▸ **Aim**: Reproduce the material below without any change, from its first line through the line that contains "point(63, 442)", and stop there.

▸ **Data to use**:

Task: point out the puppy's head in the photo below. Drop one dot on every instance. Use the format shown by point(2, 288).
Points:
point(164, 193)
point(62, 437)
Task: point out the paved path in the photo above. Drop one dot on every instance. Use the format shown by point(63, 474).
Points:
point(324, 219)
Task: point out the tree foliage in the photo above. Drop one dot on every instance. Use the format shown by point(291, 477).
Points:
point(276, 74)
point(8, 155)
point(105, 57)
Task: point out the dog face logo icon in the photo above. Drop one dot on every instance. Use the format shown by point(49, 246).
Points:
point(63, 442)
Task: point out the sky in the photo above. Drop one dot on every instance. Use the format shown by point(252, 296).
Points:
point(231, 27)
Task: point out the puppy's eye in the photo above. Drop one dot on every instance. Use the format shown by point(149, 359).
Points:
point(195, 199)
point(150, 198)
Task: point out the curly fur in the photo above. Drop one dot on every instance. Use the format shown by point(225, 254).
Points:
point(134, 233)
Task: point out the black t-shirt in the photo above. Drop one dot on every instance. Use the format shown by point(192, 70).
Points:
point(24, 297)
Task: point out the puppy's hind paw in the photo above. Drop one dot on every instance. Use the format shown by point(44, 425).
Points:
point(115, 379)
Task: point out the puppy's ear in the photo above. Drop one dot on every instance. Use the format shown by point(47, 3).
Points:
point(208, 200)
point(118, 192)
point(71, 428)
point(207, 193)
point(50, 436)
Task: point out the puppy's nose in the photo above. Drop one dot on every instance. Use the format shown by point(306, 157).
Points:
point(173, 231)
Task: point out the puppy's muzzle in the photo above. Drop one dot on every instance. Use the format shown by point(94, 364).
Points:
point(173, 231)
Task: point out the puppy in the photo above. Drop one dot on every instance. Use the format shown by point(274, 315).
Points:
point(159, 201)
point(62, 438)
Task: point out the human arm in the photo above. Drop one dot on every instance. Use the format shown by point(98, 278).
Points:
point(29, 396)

▸ **Result of the task**:
Task: point out the puppy's head in the photo below. Drop one dot on every instance. Use the format shown by point(2, 288).
Points:
point(164, 193)
point(62, 437)
Task: point out the paved path in the photo above. Drop one dot on every instance. Use the format shown by point(63, 474).
Points:
point(324, 219)
Task: point out the tree foliage in the photo above. Drop one dot on every instance. Use the format shown by point(291, 477).
Points:
point(276, 74)
point(8, 155)
point(105, 57)
Task: point out the dog face logo icon in the photo above. Drop one dot on every instance. Use the format shown by point(49, 246).
Points:
point(63, 442)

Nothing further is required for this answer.